■ Aim of the exercise
Can you copy out every line of the records below word for word, in the same order?

■ Entries supplied
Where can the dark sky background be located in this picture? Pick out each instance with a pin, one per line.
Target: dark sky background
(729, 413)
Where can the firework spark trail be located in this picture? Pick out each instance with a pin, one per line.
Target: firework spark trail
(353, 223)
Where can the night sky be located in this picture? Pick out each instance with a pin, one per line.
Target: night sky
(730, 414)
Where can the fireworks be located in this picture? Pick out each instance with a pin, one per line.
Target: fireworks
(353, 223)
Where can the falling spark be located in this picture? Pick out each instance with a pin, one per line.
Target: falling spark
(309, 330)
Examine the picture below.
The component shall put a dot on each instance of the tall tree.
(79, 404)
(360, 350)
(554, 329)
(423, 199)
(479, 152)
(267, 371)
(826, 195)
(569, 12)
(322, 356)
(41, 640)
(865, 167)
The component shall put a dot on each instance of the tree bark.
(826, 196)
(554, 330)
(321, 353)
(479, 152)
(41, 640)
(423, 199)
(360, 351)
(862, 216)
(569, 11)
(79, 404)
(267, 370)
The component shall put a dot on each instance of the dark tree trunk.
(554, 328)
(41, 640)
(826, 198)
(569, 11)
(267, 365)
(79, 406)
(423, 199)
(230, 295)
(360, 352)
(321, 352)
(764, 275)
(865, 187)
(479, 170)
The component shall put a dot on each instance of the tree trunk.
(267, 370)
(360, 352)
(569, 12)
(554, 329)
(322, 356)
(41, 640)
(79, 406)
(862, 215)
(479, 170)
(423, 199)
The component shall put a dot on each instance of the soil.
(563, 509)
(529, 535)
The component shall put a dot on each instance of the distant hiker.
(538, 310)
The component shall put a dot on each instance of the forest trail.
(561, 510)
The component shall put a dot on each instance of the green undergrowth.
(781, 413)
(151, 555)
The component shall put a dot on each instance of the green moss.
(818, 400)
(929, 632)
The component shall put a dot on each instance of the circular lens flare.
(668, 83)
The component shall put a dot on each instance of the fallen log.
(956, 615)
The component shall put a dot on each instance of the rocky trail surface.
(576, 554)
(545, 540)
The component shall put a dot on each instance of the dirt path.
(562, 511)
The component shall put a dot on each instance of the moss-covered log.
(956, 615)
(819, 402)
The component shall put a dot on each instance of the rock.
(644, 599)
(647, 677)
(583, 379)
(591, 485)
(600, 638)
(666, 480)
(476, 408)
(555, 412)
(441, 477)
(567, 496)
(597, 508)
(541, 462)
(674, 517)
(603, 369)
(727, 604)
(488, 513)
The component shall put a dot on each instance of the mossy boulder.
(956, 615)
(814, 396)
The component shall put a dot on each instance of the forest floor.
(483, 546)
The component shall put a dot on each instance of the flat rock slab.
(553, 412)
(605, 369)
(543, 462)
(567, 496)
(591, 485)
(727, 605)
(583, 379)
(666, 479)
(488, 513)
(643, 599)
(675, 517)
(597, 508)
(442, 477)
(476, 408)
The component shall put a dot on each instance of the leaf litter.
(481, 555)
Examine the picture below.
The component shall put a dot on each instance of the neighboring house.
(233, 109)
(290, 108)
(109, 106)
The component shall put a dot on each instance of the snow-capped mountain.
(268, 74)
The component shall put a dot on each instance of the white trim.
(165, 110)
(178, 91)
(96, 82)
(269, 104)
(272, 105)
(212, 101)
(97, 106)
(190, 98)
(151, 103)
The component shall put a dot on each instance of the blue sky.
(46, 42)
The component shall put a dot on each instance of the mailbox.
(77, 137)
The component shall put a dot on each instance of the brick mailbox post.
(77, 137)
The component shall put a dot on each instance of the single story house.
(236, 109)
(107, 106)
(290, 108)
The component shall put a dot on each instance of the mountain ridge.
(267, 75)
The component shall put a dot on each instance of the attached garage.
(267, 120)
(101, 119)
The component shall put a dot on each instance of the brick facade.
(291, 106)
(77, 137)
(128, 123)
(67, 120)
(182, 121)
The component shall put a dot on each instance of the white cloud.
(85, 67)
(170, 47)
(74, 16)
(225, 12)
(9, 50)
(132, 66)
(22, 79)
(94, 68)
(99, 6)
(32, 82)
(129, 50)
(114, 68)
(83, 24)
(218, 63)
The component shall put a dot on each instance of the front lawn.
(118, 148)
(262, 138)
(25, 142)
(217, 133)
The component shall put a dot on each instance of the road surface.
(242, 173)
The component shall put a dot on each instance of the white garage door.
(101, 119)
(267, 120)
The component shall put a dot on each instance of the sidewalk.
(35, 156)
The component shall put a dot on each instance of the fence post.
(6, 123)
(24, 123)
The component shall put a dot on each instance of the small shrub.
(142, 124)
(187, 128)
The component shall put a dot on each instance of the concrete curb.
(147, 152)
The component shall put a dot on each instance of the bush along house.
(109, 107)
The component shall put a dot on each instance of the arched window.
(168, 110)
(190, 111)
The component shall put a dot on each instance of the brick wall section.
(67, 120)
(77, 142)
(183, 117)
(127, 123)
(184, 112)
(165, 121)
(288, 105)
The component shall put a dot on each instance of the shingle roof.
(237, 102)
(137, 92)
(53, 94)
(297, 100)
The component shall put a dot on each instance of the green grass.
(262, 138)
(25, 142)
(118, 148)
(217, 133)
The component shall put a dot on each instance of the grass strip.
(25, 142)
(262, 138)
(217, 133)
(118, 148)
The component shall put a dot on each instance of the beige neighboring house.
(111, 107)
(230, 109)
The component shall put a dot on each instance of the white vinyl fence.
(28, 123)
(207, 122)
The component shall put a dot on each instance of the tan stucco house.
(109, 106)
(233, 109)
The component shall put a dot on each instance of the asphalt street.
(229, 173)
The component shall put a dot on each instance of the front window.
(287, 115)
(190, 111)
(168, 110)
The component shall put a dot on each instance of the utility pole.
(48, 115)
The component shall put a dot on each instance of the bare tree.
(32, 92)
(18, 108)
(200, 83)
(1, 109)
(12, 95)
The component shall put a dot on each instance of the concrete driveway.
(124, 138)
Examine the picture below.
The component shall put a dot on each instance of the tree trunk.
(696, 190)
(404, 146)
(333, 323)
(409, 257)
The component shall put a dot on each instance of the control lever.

■ Response
Where can the dark sky background be located in this picture? Pick out each instance with a pin, one per line.
Target: dark sky background
(729, 413)
Where can the firework spark trail be located in this picture? Pick out each instance with a pin, one per line.
Target: firework spark trail
(353, 223)
Where can the night sky be located in this picture? Pick out each instance with a pin, one per line.
Target: night sky
(730, 414)
Where can the fireworks be located in this picture? Pick out each instance with a pin, one per line.
Target: fireworks
(353, 223)
Where can the falling spark be located in this picture? Pick out each instance with a pin, one per line.
Target: falling spark
(309, 330)
Examine the picture below.
The component shall put a dot on each instance of the tall tree.
(79, 404)
(360, 350)
(554, 329)
(423, 199)
(479, 152)
(267, 371)
(826, 195)
(569, 12)
(322, 356)
(41, 640)
(865, 167)
The component shall put a dot on each instance of the tree bark.
(826, 196)
(554, 330)
(321, 353)
(479, 152)
(41, 640)
(423, 199)
(360, 351)
(862, 216)
(569, 11)
(79, 404)
(267, 370)
The component shall put a dot on each instance of the dark tree trunk.
(554, 328)
(41, 640)
(826, 198)
(569, 11)
(267, 365)
(79, 406)
(423, 199)
(230, 295)
(360, 352)
(321, 352)
(764, 275)
(865, 187)
(479, 170)
The component shall put a dot on each instance of the tree trunk.
(267, 370)
(360, 352)
(569, 12)
(554, 329)
(322, 356)
(41, 640)
(79, 406)
(862, 215)
(479, 170)
(423, 199)
The component shall put a dot on each instance of the soil.
(563, 509)
(529, 535)
The component shall put a dot on each instance of the distant hiker.
(538, 310)
The component shall put a dot on each instance of the forest trail.
(561, 510)
The component shall put a dot on each instance of the green undergrowth.
(781, 413)
(151, 555)
The component shall put a dot on each instance of the green moss.
(818, 400)
(929, 632)
The component shall put a dot on each instance of the circular lens flare.
(668, 83)
The component shall put a dot on each instance of the fallen log.
(956, 615)
The component shall put a dot on each instance of the rocky trail surface.
(576, 554)
(545, 540)
The component shall put a dot on each instance of the dirt path.
(562, 511)
The component shall put a dot on each instance of the moss-covered log.
(956, 615)
(819, 402)
The component shall put a dot on each instance of the rock.
(644, 599)
(647, 677)
(583, 379)
(591, 485)
(600, 638)
(666, 480)
(476, 408)
(555, 412)
(441, 477)
(567, 496)
(597, 508)
(541, 462)
(674, 517)
(603, 369)
(727, 604)
(488, 513)
The component shall put a dot on each instance of the mossy boulder.
(956, 615)
(814, 396)
The component shall put a dot on each instance of the forest floor.
(483, 546)
The component shall put a dot on each instance of the flat rock slab.
(553, 412)
(605, 369)
(543, 462)
(567, 496)
(591, 485)
(727, 605)
(583, 379)
(666, 479)
(488, 513)
(643, 599)
(675, 517)
(597, 508)
(442, 477)
(476, 408)
The component shall put a dot on each instance of the leaf litter.
(481, 555)
Examine the picture below.
The component shall put a dot on each instance of the neighboring house.
(233, 109)
(290, 108)
(109, 106)
The component shall put a dot on each instance of the snow-capped mountain.
(268, 74)
The component shall put a dot on each instance of the white trim.
(165, 110)
(178, 91)
(96, 82)
(269, 104)
(272, 105)
(212, 101)
(97, 106)
(190, 98)
(151, 103)
The component shall put a dot on each instance of the blue sky.
(46, 42)
The component shall put a dot on each instance of the mailbox.
(77, 137)
The component shall put a dot on each instance of the brick mailbox post.
(77, 137)
The component shall put a dot on each instance of the single story house.
(236, 109)
(107, 106)
(290, 108)
The component shall put a dot on each instance of the mountain ridge.
(267, 75)
The component shall put a dot on each instance of the attached garage.
(267, 120)
(101, 119)
The component shall put a dot on each instance of the brick facade.
(291, 106)
(77, 137)
(128, 123)
(67, 120)
(182, 121)
The component shall put a dot on each instance of the white cloud.
(85, 67)
(170, 47)
(74, 16)
(225, 12)
(9, 50)
(132, 66)
(22, 79)
(94, 68)
(99, 6)
(32, 82)
(129, 50)
(114, 68)
(83, 24)
(218, 63)
The component shall put a dot on each instance of the front lawn.
(118, 148)
(262, 138)
(25, 142)
(217, 133)
The component shall put a dot on each instance of the road surface.
(242, 173)
The component shall put a dot on each instance of the white garage door.
(101, 119)
(267, 120)
The component shall put a dot on each instance of the sidewalk.
(35, 156)
The component shall put a dot on each instance of the fence post.
(6, 123)
(24, 123)
The component shall put a dot on each instance of the small shrub.
(142, 124)
(187, 128)
The component shall put a dot on each instance of the concrete curb.
(147, 152)
The component shall put a dot on each instance of the bush along house.
(109, 107)
The component shall put a dot on each instance of the arched window.
(168, 110)
(190, 111)
The component shall put a dot on each instance of the brick wall section.
(67, 120)
(77, 142)
(183, 117)
(127, 123)
(184, 112)
(165, 121)
(288, 105)
The component shall put a dot on each instance of the shingle roof.
(237, 102)
(137, 92)
(53, 94)
(297, 100)
The component shall put a dot on each instance of the green grass.
(262, 138)
(25, 142)
(118, 148)
(217, 133)
The component shall put a dot on each instance of the grass strip.
(25, 142)
(262, 138)
(217, 133)
(118, 148)
The component shall put a dot on each instance of the beige neighboring house.
(111, 107)
(230, 109)
The component shall put a dot on each instance of the white vinyl fence.
(28, 123)
(207, 122)
The component shall put a dot on each instance of the tan stucco house.
(109, 106)
(233, 109)
The component shall put a dot on each instance of the asphalt street.
(229, 173)
The component shall put a dot on each instance of the front window.
(287, 115)
(190, 111)
(168, 110)
The component shall put a dot on each instance of the utility pole.
(48, 115)
The component shall put a dot on each instance of the bare tree.
(32, 92)
(18, 108)
(200, 83)
(1, 109)
(12, 95)
The component shall put a dot on each instance of the concrete driveway.
(124, 138)
Examine the picture below.
The component shall put a dot on each instance of the tree trunk.
(696, 190)
(404, 146)
(333, 323)
(409, 257)
The component shall put a dot on each instance of the control lever.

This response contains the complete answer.